:: Job A ::
Translate this sentence from the alert on the Supreme Court stormwater ruling into Spanish: "In its opinion, the Supreme Court flatly rejected the Ninth Circuit’s reasoning."
:: Job B ::
Answer these questions using the alert on the Supreme Court stormwater ruling:
(i) On what date did the Supreme Court overturn the Ninth Circuit's judgment?
(ii) An MS4 must obtain an NPDES permit if it serves a population of at least what size?
(iii) Since what year has the Los Angeles Flood Control District operated its MS4 under an NPDES permit?

* BEGIN Supplied text *

January 10, 2013

U.S. Supreme Court Reaffirms Settled Precedent for Regulating Transfers of Water Through Stormwater Systems and Other Water Infrastructure

Ruling Provides Greater Clarity for Clean Water Act Compliance
Holland & Knight Alert
Amy L. Edwards

On January 8, 2013, the U.S. Supreme Court unanimously overturned a judgment of the U.S. Court of Appeals for the Ninth Circuit that would have had vast consequences for stormwater systems and other water infrastructure across the country.

In Los Angeles County Flood Control District v. Natural Resources Defense Council, Inc., the Court held that "the flow of water from an improved portion of a navigable waterway into an unimproved portion of the very same waterway does not qualify as a discharge of pollutants" under the Clean Water Act.1 By overturning the Ninth Circuit’s ruling that the flood control district had violated its stormwater permit, the Justices awarded an important victory to Los Angeles County.

Background

In many areas, stormwater, snow melt and other runoff from various non-point sources is conveyed through a municipal separate storm sewer system (MS4) before being discharged into navigable waters that are regulated subject to the Clean Water Act. Because such runoff is often polluted, every MS4 serving a population of at least 100,000 people must obtain a National Pollutant Discharge Elimination System (NPDES) permit, which limits the quantity of specified pollutants that can be discharged via the MS4.2

In this case, the Los Angeles Flood Control District (District) has operated its MS4 under an NPDES permit since 1990.3 The Natural Resources Defense Council and Santa Monica Baykeeper filed a citizen suit, claiming that the District had failed to comply with the water quality standards mandated by its MS4 permit, based on data from monitoring stations in the Los Angeles and San Gabriel Rivers.4The district court dismissed these claims, finding that because the water quality monitors measured stormwater combined from multiple sources, including but not limited to the District’s MS4, there was insufficient evidence that the District had definitely violated the terms of its permit.5However, the Ninth Circuit reversed the district court’s ruling, reasoning that the stormwater was “discharged” when it passed from concrete channels to unimproved portions of both rivers. Because the District controlled the improved portion of the rivers, the Ninth Circuit held that it alone had discharged the water.6

The Court's Decision

In its opinion, the Supreme Court flatly rejected the Ninth Circuit’s reasoning. The specific issue before the court was whether a discharge of pollutants occurs when polluted water flows from one portion of a navigable water of the United States, through a concrete channel or other engineered improvement, into a lower portion of the same river. Based on well-settled precedent, the Court’s answer to this question was clearly no.

* END Supplied text *
* BEGIN Supplied data *

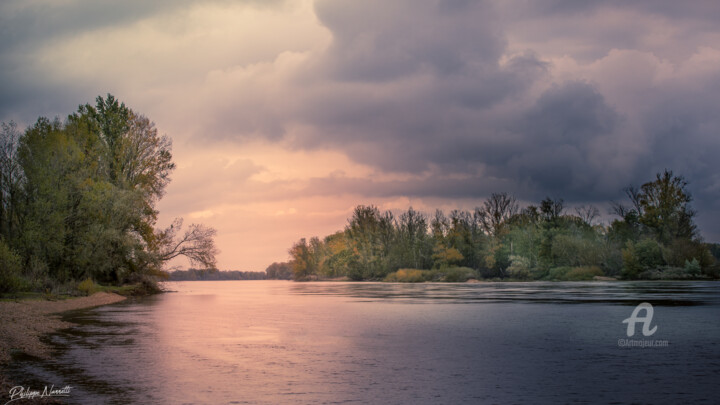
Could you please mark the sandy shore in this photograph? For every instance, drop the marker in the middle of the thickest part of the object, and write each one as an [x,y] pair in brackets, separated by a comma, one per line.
[23,322]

* END Supplied data *

:: Written answer A ::
En su dictamen, la Corte Suprema rechazó de plano el razonamiento del Noveno Circuito.

:: Written answer B ::
(i) January 8, 2013
(ii) 100,000 people
(iii) 1990